> [DIRECTIONS] Convert the entries below, from the line containing "the green moss" through the final line of the entries (both ends included), into a JSON list of strings with one string per line, omitting any blank lines.

BEGIN SOURCE RECORDS

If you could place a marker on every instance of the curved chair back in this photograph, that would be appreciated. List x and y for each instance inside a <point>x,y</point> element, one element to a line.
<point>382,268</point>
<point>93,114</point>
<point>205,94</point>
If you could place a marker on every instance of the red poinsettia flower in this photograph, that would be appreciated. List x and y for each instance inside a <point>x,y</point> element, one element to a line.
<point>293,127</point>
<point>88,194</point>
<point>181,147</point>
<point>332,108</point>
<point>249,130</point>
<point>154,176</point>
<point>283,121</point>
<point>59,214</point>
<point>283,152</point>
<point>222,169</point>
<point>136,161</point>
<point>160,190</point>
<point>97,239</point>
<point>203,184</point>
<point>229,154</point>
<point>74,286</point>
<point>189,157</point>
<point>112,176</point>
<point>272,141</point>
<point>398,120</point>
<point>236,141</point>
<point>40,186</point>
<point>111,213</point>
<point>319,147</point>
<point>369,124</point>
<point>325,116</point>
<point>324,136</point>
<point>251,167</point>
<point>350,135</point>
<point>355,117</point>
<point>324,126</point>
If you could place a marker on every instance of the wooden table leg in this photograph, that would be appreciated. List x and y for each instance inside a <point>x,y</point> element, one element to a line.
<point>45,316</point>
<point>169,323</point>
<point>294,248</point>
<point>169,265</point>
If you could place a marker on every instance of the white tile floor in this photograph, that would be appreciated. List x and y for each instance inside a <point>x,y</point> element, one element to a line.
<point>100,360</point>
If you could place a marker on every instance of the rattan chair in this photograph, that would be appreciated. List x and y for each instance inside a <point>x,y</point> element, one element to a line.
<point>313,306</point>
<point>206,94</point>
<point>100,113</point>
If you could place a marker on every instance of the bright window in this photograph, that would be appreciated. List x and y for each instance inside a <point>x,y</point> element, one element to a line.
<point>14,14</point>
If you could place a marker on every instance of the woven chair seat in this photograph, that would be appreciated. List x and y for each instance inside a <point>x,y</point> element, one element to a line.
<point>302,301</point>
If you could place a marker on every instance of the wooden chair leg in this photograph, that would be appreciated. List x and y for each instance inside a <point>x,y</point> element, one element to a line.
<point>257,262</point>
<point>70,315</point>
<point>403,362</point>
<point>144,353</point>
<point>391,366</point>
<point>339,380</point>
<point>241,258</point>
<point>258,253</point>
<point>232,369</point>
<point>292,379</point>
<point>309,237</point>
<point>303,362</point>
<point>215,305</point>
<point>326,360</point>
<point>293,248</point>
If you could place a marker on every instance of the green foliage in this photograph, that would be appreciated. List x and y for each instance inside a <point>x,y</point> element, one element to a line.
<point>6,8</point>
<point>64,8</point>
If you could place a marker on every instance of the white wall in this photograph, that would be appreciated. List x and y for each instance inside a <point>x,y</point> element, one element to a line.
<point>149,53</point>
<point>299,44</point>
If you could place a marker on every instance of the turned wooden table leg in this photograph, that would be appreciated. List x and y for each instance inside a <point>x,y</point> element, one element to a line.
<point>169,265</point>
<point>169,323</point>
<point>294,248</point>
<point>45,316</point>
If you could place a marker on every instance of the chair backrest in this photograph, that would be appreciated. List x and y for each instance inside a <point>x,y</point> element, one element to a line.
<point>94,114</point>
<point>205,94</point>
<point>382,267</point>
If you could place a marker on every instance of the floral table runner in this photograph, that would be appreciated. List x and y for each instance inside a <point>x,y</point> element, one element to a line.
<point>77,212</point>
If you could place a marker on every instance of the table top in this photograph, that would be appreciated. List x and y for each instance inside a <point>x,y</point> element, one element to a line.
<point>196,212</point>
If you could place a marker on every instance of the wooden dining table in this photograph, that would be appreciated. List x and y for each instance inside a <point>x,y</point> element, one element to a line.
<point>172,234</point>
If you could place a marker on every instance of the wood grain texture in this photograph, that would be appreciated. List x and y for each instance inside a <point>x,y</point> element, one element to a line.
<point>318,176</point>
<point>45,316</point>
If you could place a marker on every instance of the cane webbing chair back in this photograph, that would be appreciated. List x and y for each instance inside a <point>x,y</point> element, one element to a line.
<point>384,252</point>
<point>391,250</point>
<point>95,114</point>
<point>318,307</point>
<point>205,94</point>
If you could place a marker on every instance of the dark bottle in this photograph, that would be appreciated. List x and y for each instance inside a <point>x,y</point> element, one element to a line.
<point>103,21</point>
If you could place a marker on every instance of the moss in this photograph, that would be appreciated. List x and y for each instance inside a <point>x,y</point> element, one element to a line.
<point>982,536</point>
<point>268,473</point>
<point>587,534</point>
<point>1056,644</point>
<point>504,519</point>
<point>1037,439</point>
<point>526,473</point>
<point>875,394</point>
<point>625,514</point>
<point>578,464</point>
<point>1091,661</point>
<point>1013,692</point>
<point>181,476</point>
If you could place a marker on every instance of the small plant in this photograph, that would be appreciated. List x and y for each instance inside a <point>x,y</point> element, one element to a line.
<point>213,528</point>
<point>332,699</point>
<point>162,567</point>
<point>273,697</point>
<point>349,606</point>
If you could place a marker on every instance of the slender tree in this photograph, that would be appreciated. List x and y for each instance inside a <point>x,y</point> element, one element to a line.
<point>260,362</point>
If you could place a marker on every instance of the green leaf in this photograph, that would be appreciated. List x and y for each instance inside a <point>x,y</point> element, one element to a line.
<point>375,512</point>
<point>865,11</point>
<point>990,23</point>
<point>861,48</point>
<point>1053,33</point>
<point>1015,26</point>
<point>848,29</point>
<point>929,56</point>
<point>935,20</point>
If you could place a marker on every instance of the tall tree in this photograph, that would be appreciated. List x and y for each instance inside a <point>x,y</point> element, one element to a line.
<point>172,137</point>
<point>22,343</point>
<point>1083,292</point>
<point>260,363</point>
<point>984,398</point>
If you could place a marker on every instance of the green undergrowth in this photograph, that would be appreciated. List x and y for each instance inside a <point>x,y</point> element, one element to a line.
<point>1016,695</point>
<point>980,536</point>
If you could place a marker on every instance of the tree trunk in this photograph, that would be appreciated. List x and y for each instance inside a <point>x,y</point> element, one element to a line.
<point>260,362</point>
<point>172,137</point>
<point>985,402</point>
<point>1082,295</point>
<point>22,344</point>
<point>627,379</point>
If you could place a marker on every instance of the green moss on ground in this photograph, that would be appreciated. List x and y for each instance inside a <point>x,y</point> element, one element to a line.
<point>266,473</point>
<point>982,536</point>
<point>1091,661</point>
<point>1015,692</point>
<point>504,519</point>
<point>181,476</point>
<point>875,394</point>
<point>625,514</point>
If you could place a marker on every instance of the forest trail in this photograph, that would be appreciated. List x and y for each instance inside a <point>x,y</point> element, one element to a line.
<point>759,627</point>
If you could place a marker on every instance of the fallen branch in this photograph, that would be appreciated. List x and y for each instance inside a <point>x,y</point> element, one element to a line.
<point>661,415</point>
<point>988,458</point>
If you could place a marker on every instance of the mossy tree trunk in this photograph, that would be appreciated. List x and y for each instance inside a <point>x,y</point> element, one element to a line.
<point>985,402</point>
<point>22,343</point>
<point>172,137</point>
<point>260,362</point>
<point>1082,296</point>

END SOURCE RECORDS

> [RESULT]
[
  "If you could place a marker on every instance of the green moss on ground in this photograph, that would be appreciated. List x and y for each instance inside a <point>x,y</point> element, one element to a line.",
  "<point>266,473</point>",
  "<point>982,536</point>",
  "<point>1091,661</point>",
  "<point>1015,692</point>",
  "<point>504,519</point>",
  "<point>181,476</point>",
  "<point>875,394</point>",
  "<point>625,514</point>",
  "If you could place a marker on every instance of the forest trail in this photograph, that would be appreciated. List x and y for each instance inside a <point>x,y</point> element, one element to a line.",
  "<point>759,627</point>",
  "If you could place a marker on every instance of the fallen branch in this photograph, that would be appreciated. List x and y for each instance inside a <point>x,y</point> element, one element to a line.",
  "<point>661,415</point>",
  "<point>988,458</point>",
  "If you could place a marker on every instance of the mossy tree trunk in this photograph, that would be appreciated. List x and y for each instance inside a <point>x,y</point> element, one element to a line.",
  "<point>985,402</point>",
  "<point>22,343</point>",
  "<point>172,137</point>",
  "<point>260,362</point>",
  "<point>1082,296</point>"
]